*WHAT IS EXPECTED*. Repeat the data below exactly, dropping any pictures it holds.

*RAW DATA*.
+ + + +
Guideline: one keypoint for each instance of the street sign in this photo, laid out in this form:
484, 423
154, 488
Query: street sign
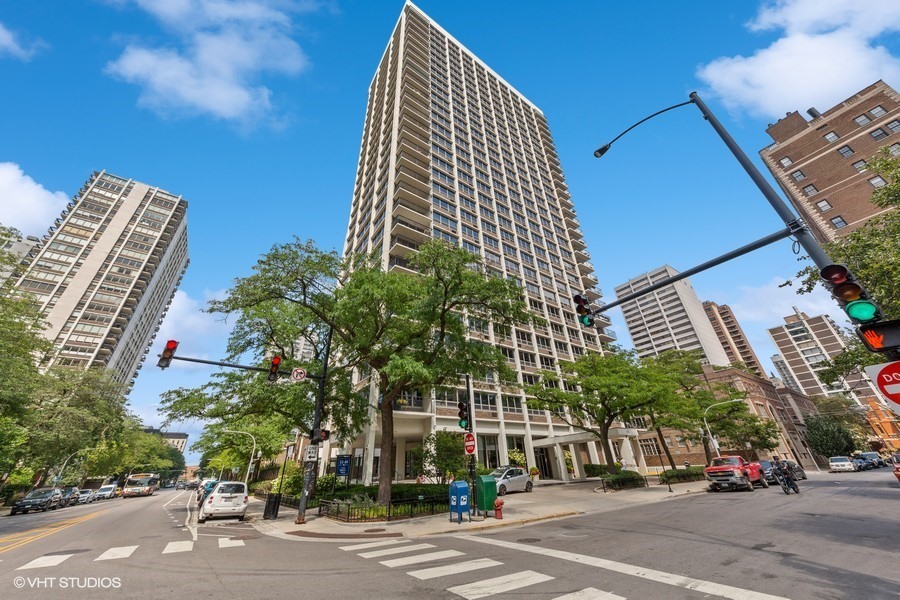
343, 465
312, 453
887, 379
470, 443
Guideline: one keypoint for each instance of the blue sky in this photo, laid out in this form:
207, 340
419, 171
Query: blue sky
253, 111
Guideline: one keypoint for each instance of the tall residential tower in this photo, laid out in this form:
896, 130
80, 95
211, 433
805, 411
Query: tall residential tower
452, 151
106, 272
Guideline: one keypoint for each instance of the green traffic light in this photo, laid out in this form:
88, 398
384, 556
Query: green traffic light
861, 310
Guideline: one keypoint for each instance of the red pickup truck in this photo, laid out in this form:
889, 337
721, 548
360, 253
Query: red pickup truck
734, 473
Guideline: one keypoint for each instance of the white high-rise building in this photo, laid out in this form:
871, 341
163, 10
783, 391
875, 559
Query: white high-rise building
451, 150
106, 272
670, 318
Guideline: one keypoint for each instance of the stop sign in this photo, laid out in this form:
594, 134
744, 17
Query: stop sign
470, 443
887, 378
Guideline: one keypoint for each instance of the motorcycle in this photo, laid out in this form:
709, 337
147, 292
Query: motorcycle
786, 485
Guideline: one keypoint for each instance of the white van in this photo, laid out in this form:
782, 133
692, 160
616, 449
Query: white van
228, 499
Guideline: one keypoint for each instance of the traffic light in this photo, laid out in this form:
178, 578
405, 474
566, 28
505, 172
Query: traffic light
850, 295
883, 336
465, 415
273, 368
583, 310
165, 359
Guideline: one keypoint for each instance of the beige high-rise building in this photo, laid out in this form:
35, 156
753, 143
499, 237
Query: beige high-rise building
670, 318
821, 163
732, 337
452, 151
106, 271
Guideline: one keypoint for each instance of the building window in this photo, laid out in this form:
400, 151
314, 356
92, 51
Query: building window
845, 151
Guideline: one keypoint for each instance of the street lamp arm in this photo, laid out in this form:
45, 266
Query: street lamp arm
602, 149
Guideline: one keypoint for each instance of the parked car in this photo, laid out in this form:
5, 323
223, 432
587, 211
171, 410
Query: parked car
512, 479
840, 463
226, 499
70, 496
42, 499
106, 492
733, 473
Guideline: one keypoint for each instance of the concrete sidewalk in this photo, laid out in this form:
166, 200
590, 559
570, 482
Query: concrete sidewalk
549, 500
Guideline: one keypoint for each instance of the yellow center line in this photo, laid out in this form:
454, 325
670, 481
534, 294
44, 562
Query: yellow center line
18, 540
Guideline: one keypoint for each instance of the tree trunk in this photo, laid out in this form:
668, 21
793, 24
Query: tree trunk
386, 462
665, 448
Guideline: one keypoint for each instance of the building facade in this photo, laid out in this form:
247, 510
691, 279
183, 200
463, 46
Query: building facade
670, 318
732, 337
821, 164
452, 151
106, 271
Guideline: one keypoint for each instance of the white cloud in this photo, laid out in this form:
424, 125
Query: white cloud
25, 204
828, 50
199, 334
215, 61
10, 44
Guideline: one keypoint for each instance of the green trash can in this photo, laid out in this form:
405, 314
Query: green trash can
486, 490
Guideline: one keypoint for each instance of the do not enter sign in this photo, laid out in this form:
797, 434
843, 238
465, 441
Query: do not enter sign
470, 443
887, 378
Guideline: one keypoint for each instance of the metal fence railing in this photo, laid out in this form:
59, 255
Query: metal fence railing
395, 509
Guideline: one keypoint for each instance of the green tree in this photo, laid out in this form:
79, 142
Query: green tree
441, 453
402, 331
828, 437
597, 390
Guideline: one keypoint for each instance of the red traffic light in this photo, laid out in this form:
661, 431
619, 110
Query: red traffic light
165, 359
273, 368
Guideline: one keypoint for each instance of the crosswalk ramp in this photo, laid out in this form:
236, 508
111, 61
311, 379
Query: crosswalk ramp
125, 552
484, 587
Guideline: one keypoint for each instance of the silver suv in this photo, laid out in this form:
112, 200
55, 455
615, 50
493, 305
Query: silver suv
512, 479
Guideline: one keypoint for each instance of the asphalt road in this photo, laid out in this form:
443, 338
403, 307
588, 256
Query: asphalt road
838, 539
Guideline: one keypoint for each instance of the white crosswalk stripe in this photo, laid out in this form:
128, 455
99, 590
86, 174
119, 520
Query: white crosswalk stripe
389, 551
173, 547
463, 567
505, 584
420, 558
45, 561
590, 594
114, 553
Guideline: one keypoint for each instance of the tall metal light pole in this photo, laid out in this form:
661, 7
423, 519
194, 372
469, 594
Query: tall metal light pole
708, 432
252, 452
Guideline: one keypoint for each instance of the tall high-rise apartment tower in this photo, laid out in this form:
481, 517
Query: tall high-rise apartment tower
821, 163
671, 318
106, 272
452, 151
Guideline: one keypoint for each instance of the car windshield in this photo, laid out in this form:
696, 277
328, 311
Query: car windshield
231, 488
+ + + +
*COMPLETED TASK*.
Guideline: one keypoint for each instance of the street sign in this photo, laid out in this form:
484, 423
154, 488
Query: street sign
343, 465
312, 453
887, 379
470, 443
Guideline: one keypoint for each instance of the blue sky in this photo, laid out in this form:
207, 340
419, 171
Query: blue sky
253, 111
Guideline: one keypoint for each instance of the tall residential tower in this photo, laid out in this form:
896, 130
80, 95
211, 433
805, 411
Query: tall residential tower
452, 151
106, 272
Guideline: one keypoint for each instance of the green traffic light in this photo, laid out in this form:
88, 398
384, 556
Query: green traffic light
861, 310
Guideline: one keypoint for each instance of the red pickup truck in this photo, laid out in this form:
889, 337
721, 548
360, 253
Query: red pickup truck
734, 473
Guideline: one keypoint for each instance of the white high-rise building in this photo, laid out in this form:
871, 341
163, 10
783, 391
875, 559
Query: white high-rise building
451, 150
106, 272
670, 318
Guideline: one keypoint for each instance of the stop sign in this photo, laid out in this form:
594, 134
744, 17
Query: stop sign
470, 443
887, 378
Guideline: one keypoint for each instance of the motorcycle in this photo, laid out in this form:
709, 337
147, 292
Query: motorcycle
786, 485
Guideline: one keypoint for each instance of the white van in this photo, laid out in this form:
782, 133
692, 160
616, 449
Query: white van
228, 499
Guideline: one keypoint for each instance of the traffic light in this photo, laid out in this form:
178, 578
405, 474
566, 28
505, 172
Query: traffic light
850, 295
883, 336
465, 415
273, 368
583, 310
165, 359
Guideline: one keypoint for each instance of the beige high-rise building in this photo, laid out in this form:
35, 156
753, 143
499, 237
Query: beige high-rise building
670, 318
821, 163
732, 337
452, 151
106, 271
Guideline: one keypoint for each instance of the building window in this photo, laid out in this form:
400, 151
314, 356
92, 51
Query: building window
845, 151
Guideline: one keypoint for each instance of the street lamp arm in this photo, laid out in this form:
45, 266
Query: street lamp arm
602, 149
Guideline: one keypoint for each instance of the parked car in this photo, laid out in this form:
5, 323
223, 432
587, 211
171, 410
Query: parked car
512, 479
840, 463
226, 499
70, 496
42, 499
106, 492
733, 473
Guideline: one keypoint for each instance of the concrete sidewalk in this photo, laid out in this form:
166, 200
590, 559
570, 482
Query: concrete sidewalk
549, 500
Guideline: one keypoint for each instance of the yellow center line in this photo, laid out in this form:
454, 325
670, 481
534, 294
44, 562
Query: yellow center line
18, 540
Guideline: one keypoint for each instance of the tree trunk in this photo, laid out in this form:
668, 21
793, 24
Query: tree trunk
386, 462
665, 448
Guideline: one keypoint for each instance of the building facade in this photo, laid out in this form:
247, 510
691, 279
183, 200
463, 46
Query: building facade
670, 318
732, 337
821, 164
452, 151
106, 271
Guideline: one keypoint for each instance of the white cloud in this photo, laid out in this form:
424, 125
Query: white cloud
25, 204
828, 50
199, 334
215, 61
10, 44
Guideline: one keypoint for each instance of the green trash can in this photo, laid out in this form:
405, 314
Query: green trash can
486, 490
Guideline: one keypoint for each instance of the do not enter sign in this photo, laid out in this form:
797, 434
843, 238
465, 441
Query: do not enter sign
470, 443
887, 378
Guideline: one keypoint for each instance of the metal fence railing in this photo, laid out in this form:
59, 255
Query: metal fence railing
395, 509
Guideline: one keypoint for each instance of the green tree in this photo, laid out in this form:
79, 142
Query: green tree
441, 453
402, 331
828, 437
597, 390
Guideline: one keypoint for each instance of the red traffic light in this photo, laid out in this form:
661, 431
619, 110
Query: red traffic light
165, 359
273, 368
Guideline: one keypoint for each instance of the crosswalk ramp in this photo, laid out in this form:
236, 508
111, 61
311, 379
Query: crosswalk ramp
125, 552
484, 587
Guideline: one keypoint for each instance of the silver suv in this photo, laid out in this form:
112, 200
55, 455
615, 50
493, 305
Query: silver suv
512, 479
Guideline: one keypoint for each instance of the asphalt road in this photo, laid out in this form:
443, 338
403, 307
588, 256
Query: asphalt road
838, 539
Guideline: one keypoint for each instance of the white crosswalk stripe in this photo, laid out in this form:
128, 455
99, 590
86, 174
119, 520
Query: white crosswalk stripe
389, 551
173, 547
463, 567
505, 584
420, 558
45, 561
590, 594
114, 553
Guideline: one keypoint for each instance of the tall metal light pole in this photo, laid out in this form:
661, 7
423, 519
194, 372
469, 594
Query: tall metal light pole
708, 432
252, 452
Guideline: one keypoint for each instance of the tall high-rise apartment tower in this photo, laid out in this form:
481, 517
Query: tall high-rise apartment tower
821, 163
671, 318
106, 272
452, 151
Guideline: one keypoint for each instance of the car windshield in this photo, laid out in this form:
696, 277
328, 311
Query: car windshield
231, 488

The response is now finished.